Kontynuuj poniższy poradnik o robieniu zdjęć pod ostre słońce, zaczynając zaraz po jego ostatnim zdaniu.

- **Źródło**
----
White  Dołączył: 31 Paź 2008
  Jak robić zdjęcia pod ostre słońce.
Dzięki tej metodzie możemy poradzić sobie z trudnym zagadnieniem fotografowania sceny, gdzie mamy w kadrze ostre słońce. Wynikają z tego jak wiadomo liczne problemy takie jak ogromna rozpiętość tonalna niemożliwa do zarejestrowania przez aparat, spadek kontrastu, bliki i artefakty. Można sobie z tym na szczęście poradzić. Poniżej opisuję metodę, którą ćwiczę od pół roku i wreszcie udało mi się ją maksymalnie uprościć. Mam nadzieję, że komuś się przyda i będzie mógł robić lepsze zdjęcia.

1. Plener.
Korzystamy ze statywu. Wykonujemy dwa ujęcia. Pilnujemy by przypadkiem nie poruszyć aparatu ponieważ będziemy nakładać jedno na drugie. Pierwsze zdjęcie z ekspozycją ustawioną na światła tak by zarejestrować poprawnie naświetlone niebo. Możemy przymknąć przysłonę do 22 by uzyskać tzw. gwiazdkę ze słońca. Drugie naświetlamy na cienie. Dzięki temu załatwiamy problem ciemnego dołu. Dodatkowo zasłaniamy czymś samo słońce. Tutaj wykorzystałem palec bo był akurat pod ręką. Może być oczywiście cokolwiek. Likwidujemy w ten sposób artefakty od słońca, które widzimy na pierwszym zdjęciu.


2. Postproces.
Potrzebujemy dowolnego programu, który obsługuje maski i warstwy.
----
- **Udostępniony materiał**
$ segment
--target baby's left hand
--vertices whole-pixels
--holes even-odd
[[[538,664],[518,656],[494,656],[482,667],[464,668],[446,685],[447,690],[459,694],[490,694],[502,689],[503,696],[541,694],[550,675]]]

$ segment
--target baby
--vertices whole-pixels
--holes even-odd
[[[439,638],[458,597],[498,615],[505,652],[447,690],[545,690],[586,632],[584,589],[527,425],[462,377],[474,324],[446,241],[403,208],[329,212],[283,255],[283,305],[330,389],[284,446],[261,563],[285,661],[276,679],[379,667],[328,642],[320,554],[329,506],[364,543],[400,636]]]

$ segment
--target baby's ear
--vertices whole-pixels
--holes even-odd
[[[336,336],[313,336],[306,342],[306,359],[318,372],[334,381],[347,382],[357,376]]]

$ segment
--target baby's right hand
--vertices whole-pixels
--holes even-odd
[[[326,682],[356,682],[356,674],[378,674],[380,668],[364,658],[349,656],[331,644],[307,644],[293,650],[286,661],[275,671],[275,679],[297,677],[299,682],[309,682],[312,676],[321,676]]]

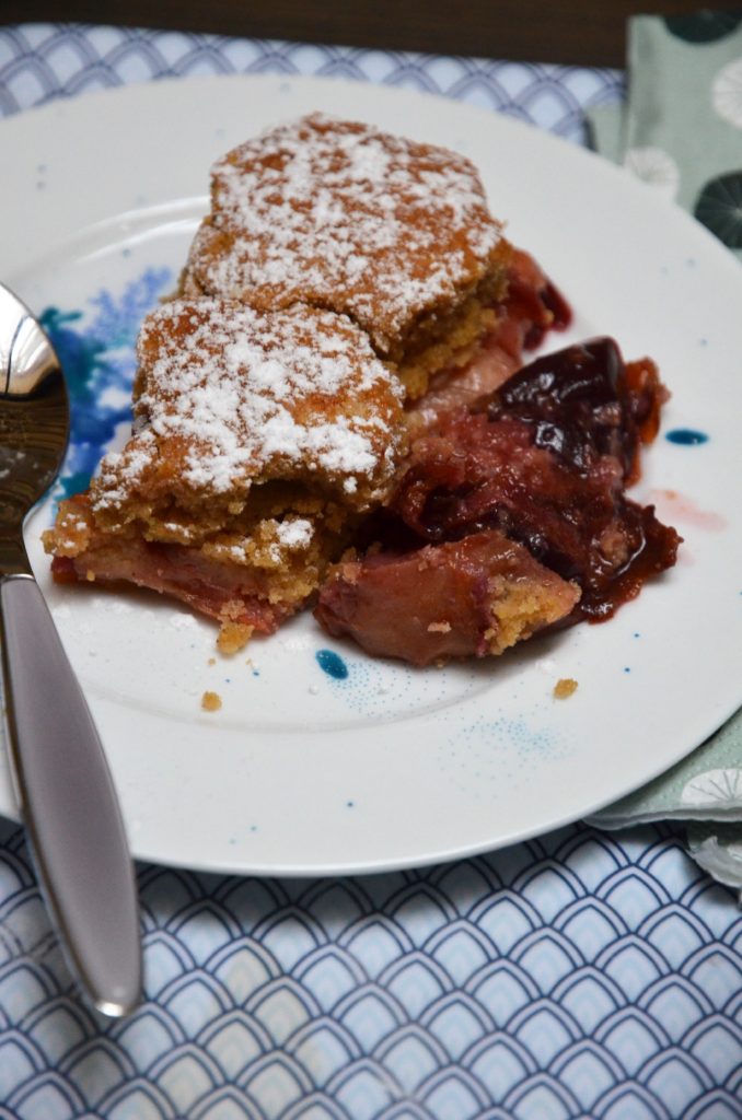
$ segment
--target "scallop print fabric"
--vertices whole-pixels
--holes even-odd
[[[623,108],[588,113],[595,147],[742,260],[742,9],[632,19],[628,77]]]

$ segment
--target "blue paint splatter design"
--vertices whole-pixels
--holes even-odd
[[[48,307],[40,316],[67,382],[69,450],[57,498],[86,488],[120,423],[131,421],[135,343],[145,315],[173,283],[169,269],[147,269],[120,297],[103,289],[90,300],[94,318],[82,310]]]
[[[323,673],[327,673],[327,676],[332,676],[333,680],[344,681],[347,676],[347,665],[332,650],[317,650],[315,657]]]
[[[697,444],[706,444],[708,436],[705,431],[696,431],[695,428],[674,428],[665,437],[670,444],[678,444],[680,447],[695,447]]]

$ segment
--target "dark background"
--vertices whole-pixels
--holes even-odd
[[[703,0],[0,0],[0,22],[113,24],[530,62],[623,66],[625,22]]]

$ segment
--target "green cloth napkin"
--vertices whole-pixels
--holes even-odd
[[[593,146],[742,259],[742,10],[629,21],[628,99],[587,111]]]
[[[675,199],[742,261],[742,10],[631,19],[627,101],[588,110],[587,124],[601,155]],[[605,829],[658,820],[687,822],[694,859],[742,892],[742,711],[591,818]]]

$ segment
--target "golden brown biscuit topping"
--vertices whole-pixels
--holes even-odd
[[[390,354],[477,288],[501,242],[463,156],[314,114],[214,166],[184,290],[332,308]]]
[[[136,433],[103,460],[96,512],[132,500],[233,511],[273,479],[330,487],[354,508],[384,495],[401,390],[345,317],[175,300],[145,320],[138,358]]]

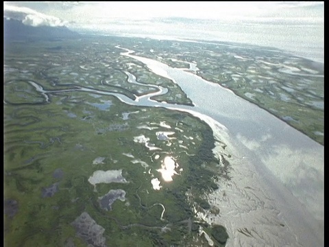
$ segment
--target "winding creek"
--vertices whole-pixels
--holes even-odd
[[[151,99],[167,92],[156,85],[147,85],[156,92],[135,95],[134,100],[120,93],[84,86],[47,91],[34,82],[29,82],[47,102],[49,93],[86,91],[114,95],[131,105],[188,112],[200,118],[212,128],[215,139],[221,137],[227,148],[235,154],[230,162],[230,180],[208,195],[210,203],[217,205],[221,213],[217,216],[199,215],[208,223],[226,226],[230,236],[227,246],[323,245],[322,145],[230,90],[193,74],[197,64],[190,64],[190,71],[171,68],[121,49],[126,51],[121,55],[144,63],[154,73],[177,83],[195,106]],[[134,75],[125,73],[128,82],[139,84]],[[165,209],[163,208],[162,217]]]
----
- **Odpowiedź**
Kopiujemy i wklejamy lewe zdjęcie jako warstwę na zdjęcie prawe. Tworzymy na nim maskę i zamalowujemy dół dokąd sięgają bliki i zaczynają się promienie. Korzystamy z miękkiego pędzla o dużej średnicy jak poniżej. Po prawej widok samej maski.


Zdjęcie już wygląda całkiem nieźle, ale obszar w okolicach środka wydaje mi się za ciemny w stosunku do reszty. Możemy go nieco rozjaśnić. Na kolejnym obrazku jest to zaznaczone.


Robimy to w następujący sposób. Tworzymy kolejną warstwę dopasowania levels i rozjaśniamy całość przesuwając środkowy suwak na histogramie w lewo. Następnie maskujemy tak by był widoczny tylko ten obszar, który chcieliśmy rozjaśnić. Widać to na kolejnej ilustracji po prawej sama maska.


Efekt końcowy.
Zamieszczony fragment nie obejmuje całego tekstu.